__What is needed__
Return every line of the listing below unchanged, character for character.

__Supplied material__
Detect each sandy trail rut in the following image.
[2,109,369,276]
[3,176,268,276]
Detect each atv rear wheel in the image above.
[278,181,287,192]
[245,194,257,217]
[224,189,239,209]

__Exercise response__
Detect each sandy trail rut in the following image.
[2,109,369,276]
[3,176,268,276]
Detect each atv rear wheel in the image above.
[278,181,287,192]
[245,194,257,217]
[224,189,239,209]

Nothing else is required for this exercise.